● **Excerpted passage**:

+--

# Monogram Master III or Monogram Wizard Plus



## Needles & Ink (Mar 20, 2008)

Anyone have any feedback on which program is better, has more fonts, most user friendly?

Let me know?


----------



## SandyM114 (Nov 10, 2008)

I've used Monogram Wizard Plus for a couple of years, maybe more....I'm not familiar with the other you mentioned. The only time I use the Mono Wizard is to stitch 3 letter monograms If I'm doing full names, I use my regular software.Sandy


----------



## LUV DEM TIGERS (Jul 25, 2008)

I use Monogram Wizard Plus also. They do have a "Party Time" font that is like Curlz truetype font but it is a lot bolder.


----------



## SandyM114 (Nov 10, 2008)

LUV DEM TIGERS said:


> I use Monogram Wizard Plus also. They do have a "Party Time" font that is like Curlz truetype font but it is a lot bolder.


I'm not familiar with the Party Time font, I'll go check it out. Is this a font pack you can order in addition to what comes with Mono. Wiz?Sandy


----------



## LUV DEM TIGERS (Jul 25, 2008)

Yes, it is Alpha Pack 1 You can find it on this site.

Alpha Paks for Monogram Wizard and Monogram Wizard Plus : Monogram Wizard & Monogram Wizard Plus Monogram Software

If you order it, they ship it the same day or next day. It is a CD and you have to load it and then when you open your program it will ask for the serial number that came with your disk. Also another that I use a lot is the Master Circle which is in Alpha Pack 14

Cotillion in Alpha Pack 17 is like a fishtail font.


----------



## Unhappy Purchase (Jan 30, 2009)

I have had some issues with letters in this software (new release Natural Oval & Natural Diamond) - I contacted software creator Needleheads. They provided no support and blamed everything on my machine. I could not get them to understand some letters work in certain positions. For instance, the M on the right hand side does not stitch out correctly but it does when in left and middle positions. Now I see why there is No satisfaction or warranty on their product. Most digitizers attempt to remedy issues Needleheads does not. I recommend Apex or Eagle or any other digitizer who stands behind their product and does not blame issues on a machine that stitches out other letters and software perfectly fine. Waste of Money.


----------

+--

● **Given data**:
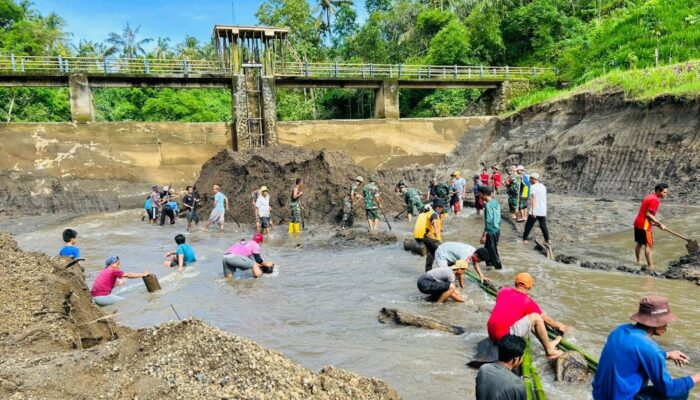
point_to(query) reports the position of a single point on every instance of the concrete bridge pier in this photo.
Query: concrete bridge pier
(81, 107)
(386, 100)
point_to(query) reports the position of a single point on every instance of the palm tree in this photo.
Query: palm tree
(326, 8)
(162, 48)
(127, 42)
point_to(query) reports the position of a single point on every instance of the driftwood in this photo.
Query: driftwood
(403, 318)
(151, 282)
(572, 368)
(414, 247)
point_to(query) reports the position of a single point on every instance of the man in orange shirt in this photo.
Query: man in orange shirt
(646, 219)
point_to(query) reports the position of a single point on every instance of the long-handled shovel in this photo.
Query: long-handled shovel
(692, 245)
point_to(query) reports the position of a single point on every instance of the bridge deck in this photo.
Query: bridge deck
(19, 71)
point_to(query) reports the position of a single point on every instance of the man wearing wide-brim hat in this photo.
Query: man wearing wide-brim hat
(631, 358)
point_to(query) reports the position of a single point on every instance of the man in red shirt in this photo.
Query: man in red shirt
(517, 314)
(109, 277)
(646, 219)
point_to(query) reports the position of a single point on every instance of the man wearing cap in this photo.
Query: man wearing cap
(349, 202)
(433, 233)
(631, 358)
(106, 280)
(262, 209)
(245, 255)
(448, 253)
(538, 208)
(492, 227)
(371, 195)
(439, 283)
(411, 197)
(646, 219)
(516, 313)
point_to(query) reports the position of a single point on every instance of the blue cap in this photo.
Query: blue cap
(111, 260)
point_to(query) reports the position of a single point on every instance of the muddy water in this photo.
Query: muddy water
(321, 306)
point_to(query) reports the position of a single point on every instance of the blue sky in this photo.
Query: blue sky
(94, 19)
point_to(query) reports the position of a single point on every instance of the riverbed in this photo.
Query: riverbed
(320, 306)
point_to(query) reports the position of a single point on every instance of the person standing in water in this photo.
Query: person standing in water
(646, 219)
(295, 206)
(372, 203)
(220, 207)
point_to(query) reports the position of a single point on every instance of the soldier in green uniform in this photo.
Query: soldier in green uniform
(412, 198)
(372, 204)
(349, 201)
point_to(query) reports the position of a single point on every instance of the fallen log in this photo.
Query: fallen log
(399, 317)
(414, 247)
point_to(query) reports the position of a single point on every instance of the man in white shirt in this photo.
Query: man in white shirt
(538, 208)
(262, 208)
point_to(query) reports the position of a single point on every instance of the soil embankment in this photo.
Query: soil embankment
(57, 345)
(328, 176)
(599, 145)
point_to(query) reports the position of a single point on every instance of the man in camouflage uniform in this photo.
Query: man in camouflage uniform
(349, 201)
(372, 204)
(513, 189)
(412, 198)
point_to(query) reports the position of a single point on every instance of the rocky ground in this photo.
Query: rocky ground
(57, 345)
(328, 176)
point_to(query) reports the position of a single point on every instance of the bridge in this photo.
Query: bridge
(253, 62)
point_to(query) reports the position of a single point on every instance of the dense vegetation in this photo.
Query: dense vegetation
(584, 39)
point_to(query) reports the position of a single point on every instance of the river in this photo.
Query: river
(321, 306)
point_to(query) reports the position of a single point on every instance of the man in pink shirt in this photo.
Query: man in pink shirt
(517, 314)
(106, 280)
(245, 255)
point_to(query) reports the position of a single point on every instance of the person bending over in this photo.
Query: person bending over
(245, 255)
(496, 381)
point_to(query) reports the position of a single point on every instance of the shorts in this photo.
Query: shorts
(428, 285)
(521, 327)
(216, 216)
(643, 237)
(192, 216)
(372, 213)
(232, 262)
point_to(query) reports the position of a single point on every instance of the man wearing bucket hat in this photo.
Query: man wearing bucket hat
(262, 208)
(349, 202)
(439, 283)
(630, 358)
(109, 277)
(433, 233)
(517, 314)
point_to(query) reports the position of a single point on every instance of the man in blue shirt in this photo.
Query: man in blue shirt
(184, 255)
(70, 250)
(631, 358)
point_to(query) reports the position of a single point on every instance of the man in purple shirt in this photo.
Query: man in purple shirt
(631, 358)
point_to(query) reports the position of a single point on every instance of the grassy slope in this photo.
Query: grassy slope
(678, 80)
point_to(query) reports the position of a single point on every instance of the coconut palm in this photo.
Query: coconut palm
(127, 42)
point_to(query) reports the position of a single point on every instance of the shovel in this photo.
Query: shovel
(692, 245)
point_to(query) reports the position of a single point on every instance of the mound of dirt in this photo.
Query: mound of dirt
(57, 345)
(328, 176)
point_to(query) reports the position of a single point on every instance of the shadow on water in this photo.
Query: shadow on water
(321, 307)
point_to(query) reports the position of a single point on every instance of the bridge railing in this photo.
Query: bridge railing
(128, 66)
(402, 71)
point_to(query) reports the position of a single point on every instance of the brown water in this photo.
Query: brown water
(321, 306)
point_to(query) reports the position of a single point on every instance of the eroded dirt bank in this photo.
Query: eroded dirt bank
(601, 144)
(327, 175)
(57, 345)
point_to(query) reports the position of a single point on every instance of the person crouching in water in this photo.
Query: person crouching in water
(182, 256)
(245, 255)
(439, 282)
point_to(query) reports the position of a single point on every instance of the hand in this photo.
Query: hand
(677, 357)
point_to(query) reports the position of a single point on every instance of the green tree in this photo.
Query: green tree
(127, 42)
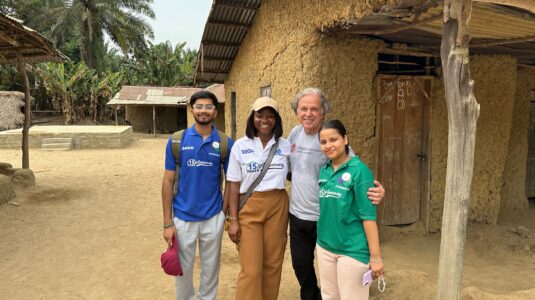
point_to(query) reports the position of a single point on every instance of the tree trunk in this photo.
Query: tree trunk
(27, 113)
(463, 112)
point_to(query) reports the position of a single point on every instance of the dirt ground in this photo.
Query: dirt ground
(91, 229)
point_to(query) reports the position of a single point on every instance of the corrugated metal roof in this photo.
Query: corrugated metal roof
(226, 27)
(152, 95)
(494, 29)
(161, 96)
(16, 38)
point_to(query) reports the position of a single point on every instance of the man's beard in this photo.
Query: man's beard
(203, 122)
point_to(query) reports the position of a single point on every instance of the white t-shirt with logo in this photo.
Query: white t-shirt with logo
(306, 160)
(246, 159)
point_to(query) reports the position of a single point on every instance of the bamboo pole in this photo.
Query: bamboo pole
(154, 120)
(463, 112)
(27, 112)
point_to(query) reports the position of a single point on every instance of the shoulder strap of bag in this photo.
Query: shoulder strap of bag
(176, 146)
(176, 143)
(224, 146)
(267, 163)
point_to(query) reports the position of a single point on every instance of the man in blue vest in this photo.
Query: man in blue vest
(195, 213)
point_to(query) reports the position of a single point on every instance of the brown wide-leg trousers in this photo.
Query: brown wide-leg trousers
(264, 223)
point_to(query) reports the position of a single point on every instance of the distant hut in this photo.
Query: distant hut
(11, 110)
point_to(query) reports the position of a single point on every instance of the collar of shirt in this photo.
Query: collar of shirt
(353, 161)
(258, 143)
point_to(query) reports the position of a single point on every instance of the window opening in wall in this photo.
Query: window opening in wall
(233, 115)
(406, 64)
(265, 91)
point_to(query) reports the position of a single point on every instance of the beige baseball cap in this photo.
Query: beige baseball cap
(265, 102)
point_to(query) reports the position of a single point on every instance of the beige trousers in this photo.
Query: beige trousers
(341, 276)
(264, 223)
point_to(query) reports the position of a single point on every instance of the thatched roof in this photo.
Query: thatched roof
(11, 115)
(32, 47)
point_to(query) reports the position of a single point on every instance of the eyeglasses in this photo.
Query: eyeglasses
(205, 106)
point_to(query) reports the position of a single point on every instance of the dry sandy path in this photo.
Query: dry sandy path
(91, 229)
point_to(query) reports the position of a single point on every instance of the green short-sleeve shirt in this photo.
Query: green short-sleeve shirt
(344, 204)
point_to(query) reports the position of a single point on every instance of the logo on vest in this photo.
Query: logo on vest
(199, 163)
(254, 167)
(329, 194)
(345, 179)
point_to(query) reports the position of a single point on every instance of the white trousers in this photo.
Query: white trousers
(341, 276)
(208, 234)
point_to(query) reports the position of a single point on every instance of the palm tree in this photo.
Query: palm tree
(89, 20)
(163, 65)
(61, 82)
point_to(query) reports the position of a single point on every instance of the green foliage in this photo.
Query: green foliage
(78, 90)
(97, 69)
(87, 21)
(161, 65)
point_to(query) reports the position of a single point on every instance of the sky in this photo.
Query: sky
(180, 21)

+--

● **Written tasks**:
**1.** For each statement about the monogram software thread, say yes or no depending on whether it agrees with the thread, and quote the words that decide it.
(a) SandyM114 uses Monogram Wizard Plus when stitching full names.
(b) The Master Circle font is in Alpha Pack 14.
(c) Needleheads offers a satisfaction guarantee or warranty on its product.
**2.** Answer these questions from the monogram software thread.
(a) Which Alpha Pack holds the Cotillion font?
(b) Which letter did not stitch out correctly in the right-hand position?
(c) What does the program ask for when it is opened after the CD is loaded?
**3.** Reproduce the monogram software thread word for word, everything from "Alpha Paks for" down to "a fishtail font.".

● **Response list**:
**1.**
(a) No: "If I'm doing full names, I use my regular software."
(b) Yes: "Also another that I use a lot is the Master Circle which is in Alpha Pack 14"
(c) No: "Now I see why there is No satisfaction or warranty on their product."

**2.**
(a) Alpha Pack 17
(b) The M
(c) The serial number that came with the disk

**3.**
Alpha Paks for Monogram Wizard and Monogram Wizard Plus : Monogram Wizard & Monogram Wizard Plus Monogram Software

If you order it, they ship it the same day or next day. It is a CD and you have to load it and then when you open your program it will ask for the serial number that came with your disk. Also another that I use a lot is the Master Circle which is in Alpha Pack 14

Cotillion in Alpha Pack 17 is like a fishtail font.